La classe est un théâtre

Après le très beau Kuessipan, Naomi Fontaine revient en force avec un deuxième roman fragmenté, Manikanetish, qui signifie «petite marguerite».

Roman

Après le très beau Kuessipan, Naomi Fontaine revient en force avec un deuxième roman fragmenté, Manikanetish, qui signifie «petite marguerite».

Sûrement un effet de la double fonction des écrivains — le métier alimentaire des auteurs est souvent dans le domaine de l’enseignement —, les récits qui se passent à l’école et au collège sont très nombreux au Québec. Sans qu’un sous-genre ait émergé comme le campus novel aux États-Unis, la relation pédagogique et les entraves à l’apprentissage sont des sujets traités fréquemment dans le roman québécois, mettant en scène le microcosme de la classe, avec ses trajectoires personnelles, ses conflits, ses rapports d’autorité.

La voie d’un retour

Naomi Fontaine aborde ce sujet par le biais d’une professeure d’origine innue qui revient, après une longue absence perçue comme un exil, sur la réserve d’Uashat où elle est née, pour enseigner le français à l’école secondaire Manikanetish. Appartenant à la communauté, mais influencée par ce qu’elle a vécu à l’extérieur, Yammie fait le choix de revenir, de s’investir dans l’éducation des Innus. L’enseignante est engagée dans un combat, celui de donner des outils à sa communauté pour qu’elle se développe. Mais jamais dans le texte ce volontarisme n’est mis au centre de la narration. Ce n’est pas l’histoire d’un héroïsme pédagogique qui est célébrée. Au contraire, c’est par le biais d’une multiplication de vignettes — où alternent le récit des parcours personnels des élèves, les interactions joyeuses et tendues en classe, avec sa redécouverte de la vie sur la réserve —, que l’on voit la narratrice naviguer entre les projets de la direction, sa solitude, ses escapades, ses nouvelles relations, les incidents à l’école, les mauvaises nouvelles dans la communauté qui viennent compliquer ses projets (suicide, ruptures,etc.).

__Jeu de données__:
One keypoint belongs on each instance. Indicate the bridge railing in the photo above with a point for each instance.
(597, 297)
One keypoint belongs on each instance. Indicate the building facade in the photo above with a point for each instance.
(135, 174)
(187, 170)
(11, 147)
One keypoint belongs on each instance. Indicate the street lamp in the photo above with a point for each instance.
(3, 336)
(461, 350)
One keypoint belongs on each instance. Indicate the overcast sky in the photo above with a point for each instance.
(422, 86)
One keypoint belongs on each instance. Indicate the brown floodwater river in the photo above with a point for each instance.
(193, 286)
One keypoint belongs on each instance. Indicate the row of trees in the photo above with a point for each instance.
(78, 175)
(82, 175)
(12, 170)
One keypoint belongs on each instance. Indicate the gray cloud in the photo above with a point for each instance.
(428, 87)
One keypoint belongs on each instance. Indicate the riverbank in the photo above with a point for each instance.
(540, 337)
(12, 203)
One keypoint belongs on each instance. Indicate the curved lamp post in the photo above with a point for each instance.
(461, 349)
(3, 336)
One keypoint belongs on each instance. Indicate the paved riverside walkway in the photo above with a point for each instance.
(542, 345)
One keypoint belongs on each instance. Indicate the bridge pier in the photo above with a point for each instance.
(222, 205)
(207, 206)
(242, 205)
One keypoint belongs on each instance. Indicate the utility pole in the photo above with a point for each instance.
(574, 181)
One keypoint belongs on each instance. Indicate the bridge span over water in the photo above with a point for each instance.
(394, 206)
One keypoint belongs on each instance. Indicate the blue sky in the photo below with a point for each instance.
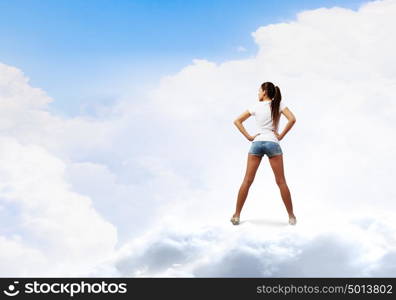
(90, 52)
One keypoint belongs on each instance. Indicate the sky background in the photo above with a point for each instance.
(85, 53)
(118, 156)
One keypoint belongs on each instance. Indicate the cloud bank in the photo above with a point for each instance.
(148, 188)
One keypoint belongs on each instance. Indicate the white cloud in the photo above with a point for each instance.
(174, 159)
(339, 248)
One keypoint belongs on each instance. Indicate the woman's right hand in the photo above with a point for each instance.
(251, 138)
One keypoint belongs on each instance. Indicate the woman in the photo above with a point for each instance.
(267, 113)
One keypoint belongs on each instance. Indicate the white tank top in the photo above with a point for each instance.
(261, 110)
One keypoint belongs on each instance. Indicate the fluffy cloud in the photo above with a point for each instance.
(173, 159)
(357, 247)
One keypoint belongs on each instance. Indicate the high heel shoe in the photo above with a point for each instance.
(235, 220)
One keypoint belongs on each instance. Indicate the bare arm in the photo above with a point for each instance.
(291, 120)
(238, 123)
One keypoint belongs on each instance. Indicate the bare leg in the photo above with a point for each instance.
(253, 163)
(276, 163)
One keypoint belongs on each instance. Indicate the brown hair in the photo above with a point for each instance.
(274, 93)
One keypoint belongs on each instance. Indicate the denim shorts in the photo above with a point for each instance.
(265, 147)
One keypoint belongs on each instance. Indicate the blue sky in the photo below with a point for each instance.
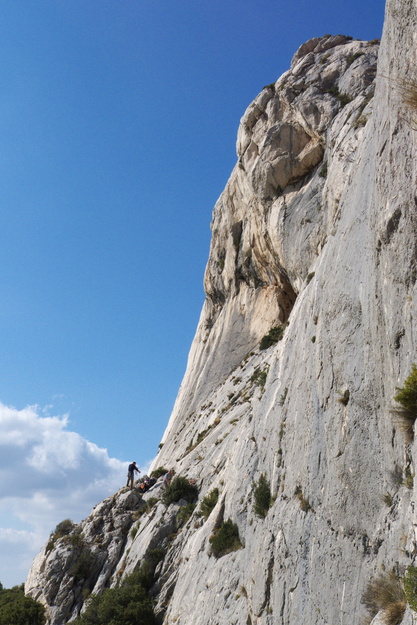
(118, 122)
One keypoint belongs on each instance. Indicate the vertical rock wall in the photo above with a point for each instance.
(314, 232)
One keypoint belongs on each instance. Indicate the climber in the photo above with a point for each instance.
(167, 478)
(131, 473)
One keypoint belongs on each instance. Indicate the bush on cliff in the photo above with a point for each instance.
(273, 336)
(209, 502)
(406, 397)
(225, 539)
(17, 609)
(127, 605)
(262, 496)
(180, 488)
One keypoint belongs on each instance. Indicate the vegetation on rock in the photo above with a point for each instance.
(17, 609)
(262, 496)
(225, 539)
(180, 488)
(385, 593)
(273, 336)
(410, 587)
(209, 502)
(128, 604)
(406, 397)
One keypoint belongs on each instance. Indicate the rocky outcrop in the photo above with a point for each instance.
(315, 233)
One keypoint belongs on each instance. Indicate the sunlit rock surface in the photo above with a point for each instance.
(315, 232)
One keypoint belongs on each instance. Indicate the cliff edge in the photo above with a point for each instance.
(307, 330)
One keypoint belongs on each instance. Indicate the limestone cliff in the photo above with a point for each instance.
(315, 233)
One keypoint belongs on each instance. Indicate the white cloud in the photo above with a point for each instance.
(47, 474)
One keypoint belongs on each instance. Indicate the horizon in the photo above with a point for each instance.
(118, 133)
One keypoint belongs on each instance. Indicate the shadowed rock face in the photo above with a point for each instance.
(315, 231)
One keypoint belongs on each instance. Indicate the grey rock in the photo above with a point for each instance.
(315, 231)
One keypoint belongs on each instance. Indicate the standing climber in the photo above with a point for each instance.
(131, 474)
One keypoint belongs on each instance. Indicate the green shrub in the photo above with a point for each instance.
(149, 504)
(262, 497)
(209, 503)
(385, 593)
(63, 528)
(225, 539)
(323, 170)
(82, 566)
(406, 397)
(184, 514)
(128, 604)
(273, 336)
(410, 587)
(180, 488)
(158, 472)
(16, 609)
(259, 376)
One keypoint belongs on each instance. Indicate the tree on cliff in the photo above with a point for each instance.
(20, 610)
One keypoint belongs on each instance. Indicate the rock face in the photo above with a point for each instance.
(314, 232)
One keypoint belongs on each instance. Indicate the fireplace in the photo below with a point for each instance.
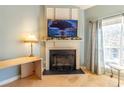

__À faire__:
1. Traduisez en anglais cette phrase du texte sur Manikanetish : « L’enseignante est engagée dans un combat, celui de donner des outils à sa communauté pour qu’elle se développe. »
2. Donnez la suite du texte sur Manikanetish, à partir de sa dernière phrase.
Les lignes ne sont pas nécessaires ici.

__Réponses successives__:
1. The teacher is engaged in a struggle: giving her community tools so that it can develop.

2.
Il en résulte un récit de prime abord un peu décousu, mais que la romancière parvient à cerner à partir du moment où une pièce de théâtre deviendra le projet central des élèves et de Yammie. En choisissant de monter Le Cid, ceux-là s’obligent à sortir de leur réalité immédiate, à lier leurs problèmes personnels, existentiels et sociaux à une trame qui les dépasse. Loin du traitement un peu pittoresque qu’on retrouvait dans un film comme L’esquive sorti en 2004 et réalisé par Abdellatif Kechiche — qui abordait aussi le théâtre classique en milieu scolaire marginal —, le roman fait du théâtre un révélateur de personnalités diverses, un espace pour d’autres rôles, pour se créer des masques et en retirer.

Un portrait fragmenté

C’est ce qui étonne le plus et qui plaît derechef dans ce roman: le microcosme adolescent et innu dépeint n’est jamais présenté comme un tout, comme un document sur la vie autochtone, comme un reportage bien intentionné où s’accumulent les images toutes faites sur la détresse des jeunes des réserves. Au portrait de groupe, Fontaine préfère la trajectoire personnelle, la réflexion existentielle à la volonté de nommer les troubles sociaux. La trame de Manikanetish s’apparente à un autre roman fort récent (et puissant), Nirliit de Juliana Léveillé-Trudel, paru en 2015 à La Peuplade, mais le traitement en est profondément différent. Dans les deux cas, même structure sur une année scolaire, même prémisse de l’arrivée d’une relative inconnue, même narratrice féminine, même tentative de dire les espoirs et les contraintes d’une transmission culturelle par le biais de vignettes centrées sur les élèves et les membres de la communauté, mais si Léveillé-Trudel cherche surtout à dire pour les gens du Sud la réalité inuite, Fontaine évite le piège d’établir un nous et un eux, des catégories qui excluent les êtres et les confinent à des rôles préétablis.

Ainsi, les comportements des personnages ne sont pas lus en fonction d’appartenance, mais en vertu d’un parcours spécifique; avec pour effet que le roman ne dresse pas les frontières de la communauté, mais qu’il montre pour chaque personnage comment des fissures dans les limites perçues sont rejouées par les événements, les interactions et la découverte du théâtre. Cette histoire donne du lest à chacun des rôles joués par les protagonistes; elle se tient loin du jugement, sans jamais idéaliser ce qui se déploie.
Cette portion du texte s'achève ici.